- [Work item] Write every record out again exactly, and keep images out of it.

Stored data entries:

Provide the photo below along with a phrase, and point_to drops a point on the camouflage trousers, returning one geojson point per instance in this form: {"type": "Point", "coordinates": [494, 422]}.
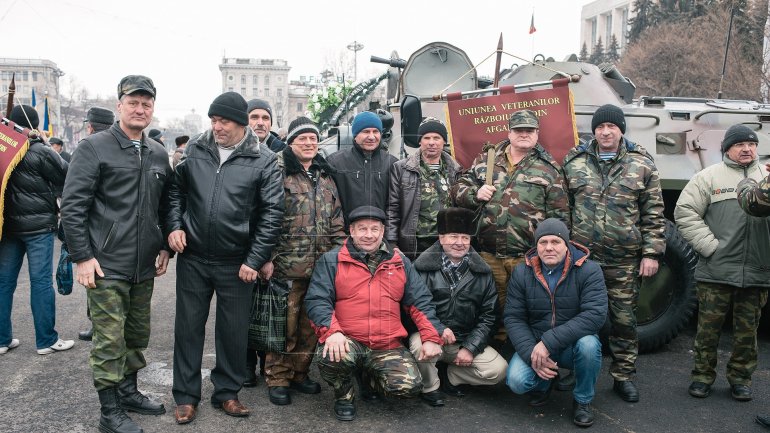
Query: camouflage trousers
{"type": "Point", "coordinates": [391, 372]}
{"type": "Point", "coordinates": [294, 363]}
{"type": "Point", "coordinates": [713, 305]}
{"type": "Point", "coordinates": [622, 280]}
{"type": "Point", "coordinates": [120, 314]}
{"type": "Point", "coordinates": [502, 267]}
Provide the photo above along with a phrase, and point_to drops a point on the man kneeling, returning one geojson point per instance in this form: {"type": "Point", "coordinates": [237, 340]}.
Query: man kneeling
{"type": "Point", "coordinates": [465, 299]}
{"type": "Point", "coordinates": [354, 303]}
{"type": "Point", "coordinates": [556, 304]}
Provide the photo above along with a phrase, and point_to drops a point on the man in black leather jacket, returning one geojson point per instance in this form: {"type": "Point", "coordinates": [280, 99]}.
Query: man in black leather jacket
{"type": "Point", "coordinates": [114, 200]}
{"type": "Point", "coordinates": [465, 298]}
{"type": "Point", "coordinates": [227, 206]}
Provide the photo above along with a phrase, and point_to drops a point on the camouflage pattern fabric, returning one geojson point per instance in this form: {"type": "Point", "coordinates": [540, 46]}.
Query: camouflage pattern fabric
{"type": "Point", "coordinates": [434, 196]}
{"type": "Point", "coordinates": [293, 364]}
{"type": "Point", "coordinates": [622, 280]}
{"type": "Point", "coordinates": [617, 205]}
{"type": "Point", "coordinates": [392, 372]}
{"type": "Point", "coordinates": [533, 191]}
{"type": "Point", "coordinates": [713, 305]}
{"type": "Point", "coordinates": [754, 197]}
{"type": "Point", "coordinates": [120, 314]}
{"type": "Point", "coordinates": [312, 224]}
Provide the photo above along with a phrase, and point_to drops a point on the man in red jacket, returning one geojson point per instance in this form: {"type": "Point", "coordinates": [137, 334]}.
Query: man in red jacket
{"type": "Point", "coordinates": [354, 304]}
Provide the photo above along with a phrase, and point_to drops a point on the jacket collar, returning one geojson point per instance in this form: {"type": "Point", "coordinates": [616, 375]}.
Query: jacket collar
{"type": "Point", "coordinates": [430, 260]}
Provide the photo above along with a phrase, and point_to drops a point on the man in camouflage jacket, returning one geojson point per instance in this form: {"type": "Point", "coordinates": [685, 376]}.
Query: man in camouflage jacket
{"type": "Point", "coordinates": [527, 187]}
{"type": "Point", "coordinates": [617, 212]}
{"type": "Point", "coordinates": [312, 225]}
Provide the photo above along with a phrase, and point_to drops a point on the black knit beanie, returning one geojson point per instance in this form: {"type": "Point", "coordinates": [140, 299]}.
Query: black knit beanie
{"type": "Point", "coordinates": [609, 113]}
{"type": "Point", "coordinates": [230, 105]}
{"type": "Point", "coordinates": [432, 125]}
{"type": "Point", "coordinates": [17, 116]}
{"type": "Point", "coordinates": [735, 134]}
{"type": "Point", "coordinates": [301, 125]}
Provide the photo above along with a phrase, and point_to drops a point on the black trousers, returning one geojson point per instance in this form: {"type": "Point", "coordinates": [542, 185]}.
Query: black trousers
{"type": "Point", "coordinates": [196, 283]}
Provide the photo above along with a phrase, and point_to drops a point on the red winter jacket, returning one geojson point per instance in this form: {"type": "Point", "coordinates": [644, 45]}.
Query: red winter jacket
{"type": "Point", "coordinates": [344, 296]}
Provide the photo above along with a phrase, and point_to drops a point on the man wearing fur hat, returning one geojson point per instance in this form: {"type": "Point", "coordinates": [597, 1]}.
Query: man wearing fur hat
{"type": "Point", "coordinates": [260, 121]}
{"type": "Point", "coordinates": [733, 247]}
{"type": "Point", "coordinates": [362, 172]}
{"type": "Point", "coordinates": [419, 189]}
{"type": "Point", "coordinates": [557, 303]}
{"type": "Point", "coordinates": [465, 299]}
{"type": "Point", "coordinates": [617, 212]}
{"type": "Point", "coordinates": [356, 297]}
{"type": "Point", "coordinates": [312, 225]}
{"type": "Point", "coordinates": [226, 215]}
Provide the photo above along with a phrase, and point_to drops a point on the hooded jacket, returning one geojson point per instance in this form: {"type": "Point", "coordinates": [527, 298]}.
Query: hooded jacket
{"type": "Point", "coordinates": [230, 214]}
{"type": "Point", "coordinates": [577, 307]}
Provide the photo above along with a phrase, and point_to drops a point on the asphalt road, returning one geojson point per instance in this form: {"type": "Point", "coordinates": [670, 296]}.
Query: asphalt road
{"type": "Point", "coordinates": [54, 393]}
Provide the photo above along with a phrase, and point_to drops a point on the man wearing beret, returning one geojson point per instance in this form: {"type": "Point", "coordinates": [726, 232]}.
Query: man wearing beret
{"type": "Point", "coordinates": [363, 171]}
{"type": "Point", "coordinates": [355, 300]}
{"type": "Point", "coordinates": [617, 212]}
{"type": "Point", "coordinates": [115, 199]}
{"type": "Point", "coordinates": [465, 299]}
{"type": "Point", "coordinates": [260, 121]}
{"type": "Point", "coordinates": [419, 189]}
{"type": "Point", "coordinates": [524, 187]}
{"type": "Point", "coordinates": [557, 303]}
{"type": "Point", "coordinates": [226, 212]}
{"type": "Point", "coordinates": [732, 267]}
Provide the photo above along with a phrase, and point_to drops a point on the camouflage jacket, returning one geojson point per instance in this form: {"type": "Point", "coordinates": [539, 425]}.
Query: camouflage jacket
{"type": "Point", "coordinates": [312, 223]}
{"type": "Point", "coordinates": [617, 206]}
{"type": "Point", "coordinates": [534, 191]}
{"type": "Point", "coordinates": [754, 197]}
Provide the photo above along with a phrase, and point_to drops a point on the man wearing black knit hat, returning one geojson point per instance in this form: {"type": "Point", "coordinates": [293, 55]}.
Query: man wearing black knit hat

- [Exercise response]
Provide the photo below along with a phrase, and point_to drops a point on the camouflage trousers, returning one geojson point per instance in this form: {"type": "Point", "coordinates": [494, 422]}.
Query: camouflage trousers
{"type": "Point", "coordinates": [391, 372]}
{"type": "Point", "coordinates": [294, 363]}
{"type": "Point", "coordinates": [713, 305]}
{"type": "Point", "coordinates": [622, 280]}
{"type": "Point", "coordinates": [120, 314]}
{"type": "Point", "coordinates": [502, 267]}
Provide the photo above along with a phrase, and point_to drops a point on the man kneeling, returning one geojson point per instance in this form: {"type": "Point", "coordinates": [237, 340]}.
Query: man kneeling
{"type": "Point", "coordinates": [465, 299]}
{"type": "Point", "coordinates": [354, 303]}
{"type": "Point", "coordinates": [556, 304]}
Provide the photo above along with a phrase, and point_to drops a point on the man in black leather jacket, returning one geojson point per instance in this form: {"type": "Point", "coordinates": [280, 99]}.
Query: man in black leather jacket
{"type": "Point", "coordinates": [114, 200]}
{"type": "Point", "coordinates": [465, 298]}
{"type": "Point", "coordinates": [227, 206]}
Provide the photo above along with a phrase, and point_to drops a point on the camouflage pattern fabric, returning one geojson point per instance in this form: {"type": "Point", "coordinates": [540, 46]}.
Query: camouflage pattern fabric
{"type": "Point", "coordinates": [434, 196]}
{"type": "Point", "coordinates": [293, 364]}
{"type": "Point", "coordinates": [622, 280]}
{"type": "Point", "coordinates": [617, 205]}
{"type": "Point", "coordinates": [392, 372]}
{"type": "Point", "coordinates": [533, 191]}
{"type": "Point", "coordinates": [713, 305]}
{"type": "Point", "coordinates": [754, 197]}
{"type": "Point", "coordinates": [120, 314]}
{"type": "Point", "coordinates": [312, 224]}
Provide the photo above along with a phrase, and point_to drops a point on the man in red jacket, returning one geojson point per instance in this form: {"type": "Point", "coordinates": [137, 334]}.
Query: man in red jacket
{"type": "Point", "coordinates": [354, 304]}
Provide the photo above along with a phrase, and point_to drops a point on the jacket collar, returning one geojson point per instance in this form: {"type": "Point", "coordinates": [616, 375]}.
Query: jacket collar
{"type": "Point", "coordinates": [430, 260]}
Provide the photo above along with a phrase, and point_to drops a point on the man in camouflage jacket, returning one geojson point per instance in this form: {"type": "Point", "coordinates": [685, 376]}.
Query: man in camouflage jacket
{"type": "Point", "coordinates": [527, 187]}
{"type": "Point", "coordinates": [617, 212]}
{"type": "Point", "coordinates": [312, 225]}
Provide the photo above along with a phrase, and point_to drops a point on the black knit beanie, returning one geojson point per instance in this form: {"type": "Point", "coordinates": [140, 299]}.
Query: black knit beanie
{"type": "Point", "coordinates": [609, 113]}
{"type": "Point", "coordinates": [230, 105]}
{"type": "Point", "coordinates": [432, 125]}
{"type": "Point", "coordinates": [17, 116]}
{"type": "Point", "coordinates": [735, 134]}
{"type": "Point", "coordinates": [301, 125]}
Provide the photo above along with a phrase, and point_to drops a point on the black trousers, returning one geojson point per instance in this form: {"type": "Point", "coordinates": [542, 185]}.
Query: black trousers
{"type": "Point", "coordinates": [196, 283]}
Provide the photo above along with a phrase, and point_to drops a point on the red winter jacket, returning one geojson point per instance in this form: {"type": "Point", "coordinates": [644, 45]}.
Query: red winter jacket
{"type": "Point", "coordinates": [344, 296]}
Provide the photo above along with a phrase, and point_to drops a point on the man wearing fur hat, returning one geojson point per instance in this form: {"type": "Point", "coordinates": [597, 1]}.
Query: man wearing fur hat
{"type": "Point", "coordinates": [260, 121]}
{"type": "Point", "coordinates": [733, 247]}
{"type": "Point", "coordinates": [362, 172]}
{"type": "Point", "coordinates": [419, 189]}
{"type": "Point", "coordinates": [557, 303]}
{"type": "Point", "coordinates": [465, 299]}
{"type": "Point", "coordinates": [617, 212]}
{"type": "Point", "coordinates": [356, 297]}
{"type": "Point", "coordinates": [312, 225]}
{"type": "Point", "coordinates": [226, 215]}
Provide the photo above along with a phrase, and point_to drops a point on the hooded jacket, returning one geojson point per instance in this form: {"type": "Point", "coordinates": [527, 298]}.
Query: hooded jacket
{"type": "Point", "coordinates": [230, 214]}
{"type": "Point", "coordinates": [577, 307]}
Provide the photo above along with a phrase, and point_to drops a point on the asphalt road, returning one geojson point per instance in this form: {"type": "Point", "coordinates": [670, 296]}.
Query: asphalt road
{"type": "Point", "coordinates": [54, 393]}
Provide the photo above along with a phrase, and point_to drops a point on the man wearing beret, returning one geojson point per instance in this form: {"type": "Point", "coordinates": [726, 232]}.
Query: man wearing beret
{"type": "Point", "coordinates": [363, 171]}
{"type": "Point", "coordinates": [355, 300]}
{"type": "Point", "coordinates": [617, 212]}
{"type": "Point", "coordinates": [115, 199]}
{"type": "Point", "coordinates": [465, 299]}
{"type": "Point", "coordinates": [260, 121]}
{"type": "Point", "coordinates": [419, 189]}
{"type": "Point", "coordinates": [524, 187]}
{"type": "Point", "coordinates": [557, 303]}
{"type": "Point", "coordinates": [226, 212]}
{"type": "Point", "coordinates": [732, 267]}
Provide the photo above along with a phrase, and point_to drops a point on the camouflage jacket, returning one geojson point per instance in this form: {"type": "Point", "coordinates": [539, 425]}.
Query: camouflage jacket
{"type": "Point", "coordinates": [312, 223]}
{"type": "Point", "coordinates": [617, 206]}
{"type": "Point", "coordinates": [534, 191]}
{"type": "Point", "coordinates": [754, 197]}
Provide the photo above along with a phrase, and point_to drops a point on the man wearing black knit hat, returning one geojson point per instance in this form: {"type": "Point", "coordinates": [293, 55]}.
Query: man wearing black knit hat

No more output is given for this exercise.